## Description of the task
Convert the data below into a numbered list with one line per entry and no blank lines.

-------- Data for this exercise --------

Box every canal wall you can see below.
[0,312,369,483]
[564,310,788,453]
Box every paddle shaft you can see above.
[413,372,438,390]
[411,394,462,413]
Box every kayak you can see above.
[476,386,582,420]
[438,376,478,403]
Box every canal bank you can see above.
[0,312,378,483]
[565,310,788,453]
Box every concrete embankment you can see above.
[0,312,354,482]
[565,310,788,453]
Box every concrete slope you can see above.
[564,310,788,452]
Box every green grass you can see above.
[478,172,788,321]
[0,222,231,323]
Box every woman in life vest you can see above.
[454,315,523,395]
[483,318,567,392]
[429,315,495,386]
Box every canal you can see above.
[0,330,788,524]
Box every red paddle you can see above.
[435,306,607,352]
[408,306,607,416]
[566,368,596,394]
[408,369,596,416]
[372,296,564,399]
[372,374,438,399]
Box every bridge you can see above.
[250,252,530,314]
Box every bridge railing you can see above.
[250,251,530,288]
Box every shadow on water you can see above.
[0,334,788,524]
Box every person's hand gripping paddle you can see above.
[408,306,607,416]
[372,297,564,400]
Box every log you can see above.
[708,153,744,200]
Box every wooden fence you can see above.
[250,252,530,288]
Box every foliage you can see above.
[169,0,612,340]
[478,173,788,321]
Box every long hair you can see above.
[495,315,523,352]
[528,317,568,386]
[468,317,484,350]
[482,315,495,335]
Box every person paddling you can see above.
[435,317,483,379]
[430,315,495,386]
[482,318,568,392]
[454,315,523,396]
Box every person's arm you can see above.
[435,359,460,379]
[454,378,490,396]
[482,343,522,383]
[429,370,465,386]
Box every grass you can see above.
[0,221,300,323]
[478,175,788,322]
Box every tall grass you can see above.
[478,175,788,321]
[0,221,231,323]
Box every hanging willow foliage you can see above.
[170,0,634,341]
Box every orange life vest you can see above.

--------

## Task result
1. Box every canal wall you can see below.
2. [0,312,369,483]
3. [564,310,788,453]
4. Box every paddle shaft you can see above.
5. [413,372,438,390]
6. [411,394,462,413]
7. Box every kayak you can see above.
8. [476,386,582,420]
9. [438,376,478,403]
10. Box every canal bank you can see above.
11. [0,312,378,483]
12. [565,310,788,453]
13. Box every concrete embankment you can see above.
14. [0,312,354,482]
15. [565,310,788,453]
16. Box every concrete slope you can see above.
17. [564,310,788,452]
18. Box every green grass you can see above.
19. [478,172,788,321]
20. [0,222,231,323]
21. Box every woman in life vest you can see above.
22. [454,315,523,395]
23. [483,318,567,392]
24. [429,315,495,386]
25. Box every canal you can see above.
26. [0,330,788,524]
27. Box every red paddle you can see above.
28. [435,306,607,352]
29. [408,306,607,416]
30. [566,368,596,394]
31. [408,369,596,416]
32. [372,296,564,399]
33. [372,374,438,399]
34. Box every bridge you can see above.
35. [250,252,530,314]
36. Box every bridge railing you can see above.
37. [250,251,530,288]
38. Box every shadow on water you can see above.
39. [0,334,788,524]
40. Box every person's hand gripping paddle you can see above.
41. [408,306,607,416]
42. [372,297,564,400]
43. Box every log you can see above.
44. [708,153,744,200]
45. Box every wooden fence you can see above.
46. [250,252,530,288]
47. Box every foliage you can see above.
48. [169,0,612,340]
49. [478,173,788,321]
50. Box every long hair you can see above.
51. [495,315,523,352]
52. [528,317,568,386]
53. [468,317,484,350]
54. [482,315,495,335]
55. Box every person paddling you can see above.
56. [435,317,483,379]
57. [430,315,495,386]
58. [482,318,568,392]
59. [454,315,523,396]
60. Box every person's arm you can see above.
61. [435,359,460,379]
62. [454,378,490,396]
63. [482,343,522,383]
64. [429,370,465,386]
65. Box every grass you can see above.
66. [0,221,300,323]
67. [478,175,788,322]
68. Box every tall grass you can see above.
69. [478,175,788,321]
70. [0,221,231,323]
71. Box every hanging willow foliage you can see above.
72. [170,0,634,341]
73. Box every orange life vest you can see above.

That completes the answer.